## Exercise details
Copy all the items in the data listing below, substituting "a single marker each" for "one marker apiece" and keeping everything else the same. Leave the pictures out.

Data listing
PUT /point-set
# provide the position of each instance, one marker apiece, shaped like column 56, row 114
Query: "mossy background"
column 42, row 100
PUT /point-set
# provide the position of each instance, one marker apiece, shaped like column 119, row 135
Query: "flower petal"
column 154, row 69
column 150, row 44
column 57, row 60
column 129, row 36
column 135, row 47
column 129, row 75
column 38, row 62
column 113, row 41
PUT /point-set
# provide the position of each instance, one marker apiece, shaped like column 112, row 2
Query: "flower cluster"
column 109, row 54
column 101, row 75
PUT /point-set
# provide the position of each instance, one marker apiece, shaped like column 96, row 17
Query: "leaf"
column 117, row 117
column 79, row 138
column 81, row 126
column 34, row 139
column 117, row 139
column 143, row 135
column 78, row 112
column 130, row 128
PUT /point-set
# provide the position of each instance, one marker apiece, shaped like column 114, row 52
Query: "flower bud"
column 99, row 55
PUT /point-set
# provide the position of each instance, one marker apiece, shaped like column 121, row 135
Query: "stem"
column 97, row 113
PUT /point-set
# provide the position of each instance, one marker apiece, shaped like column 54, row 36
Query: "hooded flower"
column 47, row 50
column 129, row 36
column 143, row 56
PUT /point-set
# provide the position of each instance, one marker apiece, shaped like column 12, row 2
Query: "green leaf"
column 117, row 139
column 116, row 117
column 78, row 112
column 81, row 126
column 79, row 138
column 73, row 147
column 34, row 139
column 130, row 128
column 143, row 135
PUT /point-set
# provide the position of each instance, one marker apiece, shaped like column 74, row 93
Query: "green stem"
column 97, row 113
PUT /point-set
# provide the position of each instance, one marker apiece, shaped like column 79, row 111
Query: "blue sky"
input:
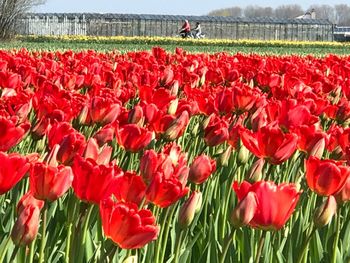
column 175, row 7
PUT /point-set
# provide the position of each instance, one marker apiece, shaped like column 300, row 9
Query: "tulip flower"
column 132, row 137
column 201, row 168
column 149, row 164
column 163, row 191
column 26, row 226
column 274, row 203
column 104, row 110
column 128, row 187
column 72, row 144
column 343, row 195
column 216, row 132
column 189, row 209
column 11, row 132
column 91, row 180
column 270, row 143
column 324, row 213
column 12, row 169
column 127, row 226
column 325, row 177
column 48, row 180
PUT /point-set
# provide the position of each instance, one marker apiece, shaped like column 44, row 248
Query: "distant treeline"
column 337, row 14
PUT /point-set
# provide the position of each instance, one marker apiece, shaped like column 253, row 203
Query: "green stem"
column 84, row 234
column 43, row 234
column 4, row 251
column 227, row 244
column 168, row 223
column 305, row 246
column 68, row 241
column 178, row 246
column 336, row 239
column 159, row 241
column 260, row 247
column 31, row 252
column 14, row 253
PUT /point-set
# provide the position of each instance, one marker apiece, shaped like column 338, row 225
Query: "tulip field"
column 159, row 156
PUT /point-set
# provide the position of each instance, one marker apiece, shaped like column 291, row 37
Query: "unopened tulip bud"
column 324, row 213
column 194, row 130
column 343, row 195
column 175, row 88
column 255, row 171
column 318, row 148
column 173, row 107
column 177, row 127
column 131, row 259
column 243, row 155
column 201, row 168
column 84, row 117
column 136, row 115
column 189, row 209
column 26, row 226
column 205, row 123
column 244, row 211
column 225, row 156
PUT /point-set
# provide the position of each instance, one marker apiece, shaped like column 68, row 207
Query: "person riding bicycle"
column 197, row 30
column 185, row 29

## Worked solution
PUT /point-set
# provide the position of each instance, a single marker each, shaped like column 56, row 114
Query: "mossy background"
column 42, row 100
PUT /point-set
# provide the position of each instance, a single marker each, shaped like column 119, row 135
Query: "flower petal"
column 154, row 69
column 150, row 44
column 57, row 60
column 129, row 36
column 135, row 47
column 129, row 75
column 38, row 62
column 113, row 41
PUT /point-set
# provide the position of each instance, a single marker each, shaped like column 112, row 2
Query: "flower cluster"
column 109, row 54
column 101, row 75
PUT /point-set
# provide the position of each instance, a single marker each, shaped like column 96, row 17
Query: "leaf"
column 117, row 117
column 79, row 138
column 81, row 126
column 34, row 139
column 117, row 139
column 143, row 135
column 78, row 112
column 130, row 128
PUT /point-set
# provide the position of each instance, a single marker each, shaped like column 114, row 52
Query: "flower bud"
column 99, row 55
PUT /point-set
# provide the position of each instance, a single marker each, shaped like column 121, row 135
Query: "stem"
column 97, row 113
PUT /point-set
# provide the position of each instance, a single marker each, shaped like column 54, row 36
Query: "hooded flower"
column 47, row 50
column 129, row 36
column 143, row 56
PUT /point-set
# provide the position of each instance, a single marker each, shaped like column 12, row 2
Query: "green leaf"
column 117, row 139
column 116, row 117
column 78, row 112
column 81, row 126
column 79, row 138
column 73, row 147
column 34, row 139
column 130, row 128
column 143, row 135
PUT /point-set
# provide the position of each instance, a single marker each, shaped like column 74, row 93
Query: "green stem"
column 97, row 113
PUT /point-set
# provide the position of each instance, a single marker each, shaped like column 79, row 111
Query: "blue sky"
input:
column 175, row 7
PUT /point-set
# provide the position of each instance, a single marker each, shaped like column 300, row 9
Query: "tulip flower"
column 132, row 137
column 201, row 168
column 149, row 164
column 163, row 191
column 26, row 226
column 274, row 203
column 104, row 110
column 128, row 187
column 72, row 144
column 343, row 195
column 216, row 132
column 189, row 209
column 11, row 132
column 91, row 180
column 270, row 143
column 324, row 213
column 12, row 169
column 127, row 226
column 325, row 177
column 48, row 180
PUT /point-set
# provide the position of each instance, a single marker each, shaped like column 44, row 248
Query: "distant treeline"
column 337, row 14
PUT /point-set
# provide the position of each instance, a single marker each, shaped like column 253, row 203
Query: "green stem"
column 84, row 234
column 43, row 234
column 4, row 251
column 227, row 244
column 168, row 223
column 305, row 246
column 68, row 241
column 178, row 246
column 336, row 239
column 159, row 241
column 260, row 247
column 31, row 252
column 14, row 253
PUT /point-set
# provide the position of each instance, a single marker each, shaped like column 338, row 225
Query: "tulip field"
column 159, row 156
PUT /point-set
# provide the position of each instance, a single marker each, shaped like column 291, row 37
Query: "unopened tulip bud"
column 324, row 213
column 194, row 130
column 343, row 195
column 175, row 88
column 255, row 171
column 318, row 148
column 173, row 107
column 177, row 127
column 131, row 259
column 243, row 155
column 201, row 168
column 84, row 117
column 136, row 115
column 189, row 209
column 26, row 226
column 205, row 123
column 244, row 211
column 225, row 156
PUT /point-set
# provide the position of each instance, a single marker each, shaped like column 68, row 207
Query: "person riding bicycle"
column 197, row 30
column 185, row 29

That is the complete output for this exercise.